THE RECORDS:
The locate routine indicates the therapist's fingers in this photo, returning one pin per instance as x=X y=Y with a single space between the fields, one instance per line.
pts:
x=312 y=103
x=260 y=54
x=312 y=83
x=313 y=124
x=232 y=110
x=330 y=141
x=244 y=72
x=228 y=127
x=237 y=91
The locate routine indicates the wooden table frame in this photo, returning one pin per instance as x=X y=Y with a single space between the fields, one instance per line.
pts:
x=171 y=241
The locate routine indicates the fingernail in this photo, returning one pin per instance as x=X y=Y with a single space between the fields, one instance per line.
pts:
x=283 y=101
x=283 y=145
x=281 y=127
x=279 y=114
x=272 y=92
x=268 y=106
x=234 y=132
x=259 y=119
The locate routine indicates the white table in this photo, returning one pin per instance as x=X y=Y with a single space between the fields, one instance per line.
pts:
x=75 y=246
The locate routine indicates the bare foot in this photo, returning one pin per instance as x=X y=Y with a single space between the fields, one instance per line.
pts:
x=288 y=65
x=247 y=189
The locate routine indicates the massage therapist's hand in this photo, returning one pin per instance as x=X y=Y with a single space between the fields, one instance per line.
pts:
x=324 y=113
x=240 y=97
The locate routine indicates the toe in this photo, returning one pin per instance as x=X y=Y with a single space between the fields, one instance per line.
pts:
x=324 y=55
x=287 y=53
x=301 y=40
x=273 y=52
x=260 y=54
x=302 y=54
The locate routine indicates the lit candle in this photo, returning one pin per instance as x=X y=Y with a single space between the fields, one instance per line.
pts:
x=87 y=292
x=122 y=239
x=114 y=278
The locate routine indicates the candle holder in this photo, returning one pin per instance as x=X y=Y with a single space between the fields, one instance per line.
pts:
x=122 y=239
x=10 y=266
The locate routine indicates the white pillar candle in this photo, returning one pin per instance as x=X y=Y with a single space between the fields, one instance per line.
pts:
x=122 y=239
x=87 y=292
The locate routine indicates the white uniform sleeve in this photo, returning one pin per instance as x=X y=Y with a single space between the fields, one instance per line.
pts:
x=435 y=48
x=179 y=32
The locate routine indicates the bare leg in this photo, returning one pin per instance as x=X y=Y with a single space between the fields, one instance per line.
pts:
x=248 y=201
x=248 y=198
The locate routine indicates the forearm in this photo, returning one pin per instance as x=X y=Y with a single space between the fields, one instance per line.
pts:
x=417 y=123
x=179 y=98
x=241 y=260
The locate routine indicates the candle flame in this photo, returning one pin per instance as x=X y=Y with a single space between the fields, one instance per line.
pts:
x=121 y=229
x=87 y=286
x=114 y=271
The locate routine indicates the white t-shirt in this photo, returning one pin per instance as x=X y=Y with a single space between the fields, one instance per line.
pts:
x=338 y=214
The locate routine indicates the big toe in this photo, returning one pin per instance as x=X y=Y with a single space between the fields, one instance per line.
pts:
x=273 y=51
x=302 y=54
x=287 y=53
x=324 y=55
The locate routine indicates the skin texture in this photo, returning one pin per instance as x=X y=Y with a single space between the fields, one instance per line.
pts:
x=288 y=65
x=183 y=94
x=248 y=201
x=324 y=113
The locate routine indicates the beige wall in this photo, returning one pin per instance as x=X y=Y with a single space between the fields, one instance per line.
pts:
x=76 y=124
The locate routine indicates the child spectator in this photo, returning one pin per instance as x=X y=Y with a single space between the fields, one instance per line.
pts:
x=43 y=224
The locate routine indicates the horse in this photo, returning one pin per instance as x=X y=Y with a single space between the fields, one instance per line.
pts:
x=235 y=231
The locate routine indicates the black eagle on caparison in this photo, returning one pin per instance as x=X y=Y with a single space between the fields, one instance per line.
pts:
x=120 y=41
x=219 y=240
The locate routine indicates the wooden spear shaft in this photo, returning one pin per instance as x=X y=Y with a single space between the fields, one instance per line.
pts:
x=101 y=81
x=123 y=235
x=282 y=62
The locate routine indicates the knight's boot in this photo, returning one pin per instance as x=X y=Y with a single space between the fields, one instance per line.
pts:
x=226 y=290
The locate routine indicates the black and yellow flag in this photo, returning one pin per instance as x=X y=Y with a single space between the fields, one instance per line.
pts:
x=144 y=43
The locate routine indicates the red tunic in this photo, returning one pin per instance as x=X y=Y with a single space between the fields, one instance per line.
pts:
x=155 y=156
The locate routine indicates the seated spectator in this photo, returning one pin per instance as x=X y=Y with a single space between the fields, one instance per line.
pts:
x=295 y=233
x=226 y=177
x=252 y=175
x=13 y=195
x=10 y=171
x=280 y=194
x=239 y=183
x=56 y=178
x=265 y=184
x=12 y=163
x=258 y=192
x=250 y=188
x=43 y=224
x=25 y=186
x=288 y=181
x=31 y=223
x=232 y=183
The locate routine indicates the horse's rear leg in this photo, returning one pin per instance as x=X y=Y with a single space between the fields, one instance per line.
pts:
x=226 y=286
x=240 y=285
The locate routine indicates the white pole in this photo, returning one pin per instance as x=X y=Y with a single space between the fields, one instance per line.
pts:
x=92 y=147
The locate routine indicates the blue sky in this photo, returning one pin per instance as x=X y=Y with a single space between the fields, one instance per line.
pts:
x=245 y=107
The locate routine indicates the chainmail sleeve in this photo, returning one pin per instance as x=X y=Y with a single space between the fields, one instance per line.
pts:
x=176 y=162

WHAT IS BEING ASKED: Looking at the material above, count the lines containing the string "bare" and reply with the count alone.

TASK ANSWER: 2